# PROBLEM STATEMENT
In the text on electromagnetic radiation below, start at the words "X-rays are a" and end after the words "and radioactive decay.". Print that passage word for word.

# DOCUMENT TEXT
⁂

Infrared radiation is electromagnetic radiation of a wavelength longer than that of visible light, but shorter than that of radio waves. The name means below red.
Ultraviolet light is electromagnetic radiation with a wavelength shorter than that of visible light, but longer than soft X-rays.
X-rays are a form of electromagnetic radiation with a wavelength in the range of 10 to 0.01 nanometers. They are a form of ionizing radiation.
Gamma rays are forms of electromagnetic radiation or light emissions of a specific frequency produced from sub-atomic particle interaction, such as electron-positron annihilation and radioactive decay.
Refraction is the change in direction of a wave due to a change in its speed.
The angle of incidence is a measure of deviation of a ray to a surface from straight on.
Diffuse reflection is the reflection of light from an uneven or granular surface such that an incident ray is seemingly reflected at a number of angles.
Radio waves are electromagnetic waves occurring within the portion of the electromagnetic spectrum which is a lower frequency than infrared radiation.
The refractive index of a medium is a measure for how much the speed of light is reduced inside the medium.

⁂

# LISTED ENTRIES

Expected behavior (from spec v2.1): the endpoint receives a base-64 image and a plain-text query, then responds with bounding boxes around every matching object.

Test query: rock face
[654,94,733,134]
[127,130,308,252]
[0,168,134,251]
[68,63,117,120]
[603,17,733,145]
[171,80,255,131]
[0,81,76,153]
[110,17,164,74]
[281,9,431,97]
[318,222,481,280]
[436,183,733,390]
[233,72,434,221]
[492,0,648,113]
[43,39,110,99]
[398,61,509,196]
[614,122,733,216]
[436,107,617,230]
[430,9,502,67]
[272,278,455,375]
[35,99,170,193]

⁂

# EXERCISE OUTPUT
X-rays are a form of electromagnetic radiation with a wavelength in the range of 10 to 0.01 nanometers. They are a form of ionizing radiation.
Gamma rays are forms of electromagnetic radiation or light emissions of a specific frequency produced from sub-atomic particle interaction, such as electron-positron annihilation and radioactive decay.